• [Directions for this task] Extract each line below that contains the word "above". Case matters, so a line qualifies only if its capitalization matches.

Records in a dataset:
════════════════════
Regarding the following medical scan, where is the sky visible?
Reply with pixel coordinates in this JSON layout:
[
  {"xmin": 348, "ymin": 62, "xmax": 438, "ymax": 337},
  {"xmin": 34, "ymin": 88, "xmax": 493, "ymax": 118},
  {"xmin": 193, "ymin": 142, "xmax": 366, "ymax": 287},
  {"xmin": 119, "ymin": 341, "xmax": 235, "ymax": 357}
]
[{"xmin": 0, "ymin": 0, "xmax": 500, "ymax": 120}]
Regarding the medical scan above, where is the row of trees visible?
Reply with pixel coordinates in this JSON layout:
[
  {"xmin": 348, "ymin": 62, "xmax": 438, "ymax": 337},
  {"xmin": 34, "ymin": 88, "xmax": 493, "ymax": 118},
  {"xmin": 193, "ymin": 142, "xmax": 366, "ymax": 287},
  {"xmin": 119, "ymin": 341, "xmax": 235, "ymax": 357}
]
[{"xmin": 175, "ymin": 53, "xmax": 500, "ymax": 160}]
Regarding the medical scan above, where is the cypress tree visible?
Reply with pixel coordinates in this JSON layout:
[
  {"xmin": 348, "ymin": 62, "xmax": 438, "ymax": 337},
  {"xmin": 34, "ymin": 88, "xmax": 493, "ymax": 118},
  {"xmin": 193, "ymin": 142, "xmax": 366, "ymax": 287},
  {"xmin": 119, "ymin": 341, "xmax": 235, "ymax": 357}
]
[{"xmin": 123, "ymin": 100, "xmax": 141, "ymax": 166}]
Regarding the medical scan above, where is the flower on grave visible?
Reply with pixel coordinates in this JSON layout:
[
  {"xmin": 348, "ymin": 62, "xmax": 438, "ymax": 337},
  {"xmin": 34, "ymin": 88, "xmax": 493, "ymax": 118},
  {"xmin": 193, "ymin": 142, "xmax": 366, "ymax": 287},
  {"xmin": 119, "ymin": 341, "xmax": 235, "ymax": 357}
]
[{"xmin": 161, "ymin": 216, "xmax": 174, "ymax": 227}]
════════════════════
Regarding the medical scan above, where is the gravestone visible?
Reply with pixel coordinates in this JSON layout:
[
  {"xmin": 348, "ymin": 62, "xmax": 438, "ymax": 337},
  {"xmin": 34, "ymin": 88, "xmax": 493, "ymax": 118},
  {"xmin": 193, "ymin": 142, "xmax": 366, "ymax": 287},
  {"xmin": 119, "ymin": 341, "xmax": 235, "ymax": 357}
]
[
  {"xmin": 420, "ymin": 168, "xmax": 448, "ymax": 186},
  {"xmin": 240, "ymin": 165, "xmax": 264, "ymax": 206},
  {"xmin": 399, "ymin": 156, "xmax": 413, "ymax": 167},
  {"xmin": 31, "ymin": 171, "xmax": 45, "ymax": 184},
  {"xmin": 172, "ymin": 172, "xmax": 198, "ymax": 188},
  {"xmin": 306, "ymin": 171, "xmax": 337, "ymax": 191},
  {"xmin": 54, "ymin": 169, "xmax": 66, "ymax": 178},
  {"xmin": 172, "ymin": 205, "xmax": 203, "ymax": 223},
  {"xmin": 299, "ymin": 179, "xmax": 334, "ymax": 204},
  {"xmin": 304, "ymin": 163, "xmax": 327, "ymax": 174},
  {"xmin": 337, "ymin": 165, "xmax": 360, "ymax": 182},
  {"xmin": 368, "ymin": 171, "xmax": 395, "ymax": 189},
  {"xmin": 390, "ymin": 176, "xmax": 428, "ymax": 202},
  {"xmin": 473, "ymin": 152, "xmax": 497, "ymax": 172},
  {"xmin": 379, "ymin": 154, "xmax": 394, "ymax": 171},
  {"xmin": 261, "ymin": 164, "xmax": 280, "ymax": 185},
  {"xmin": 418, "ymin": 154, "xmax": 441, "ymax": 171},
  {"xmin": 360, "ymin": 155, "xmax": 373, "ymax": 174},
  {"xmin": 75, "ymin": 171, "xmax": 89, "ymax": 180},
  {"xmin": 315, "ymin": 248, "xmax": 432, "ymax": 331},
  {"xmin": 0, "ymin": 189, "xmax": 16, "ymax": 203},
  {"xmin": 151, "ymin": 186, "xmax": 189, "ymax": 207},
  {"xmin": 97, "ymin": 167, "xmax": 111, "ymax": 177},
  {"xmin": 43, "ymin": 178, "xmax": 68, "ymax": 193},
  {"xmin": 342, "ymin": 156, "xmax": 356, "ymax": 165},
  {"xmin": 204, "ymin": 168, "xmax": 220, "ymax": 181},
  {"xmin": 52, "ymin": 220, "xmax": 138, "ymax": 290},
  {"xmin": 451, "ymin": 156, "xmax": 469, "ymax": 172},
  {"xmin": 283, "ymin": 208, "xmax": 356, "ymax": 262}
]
════════════════════
• [Solution for this problem]
Regarding the medical scan above, where is the row of trees visible?
Regarding the medical scan above, where is the cypress tree visible?
Regarding the medical scan above, where is the flower on grave visible?
Regarding the medical scan above, where is the gravestone visible?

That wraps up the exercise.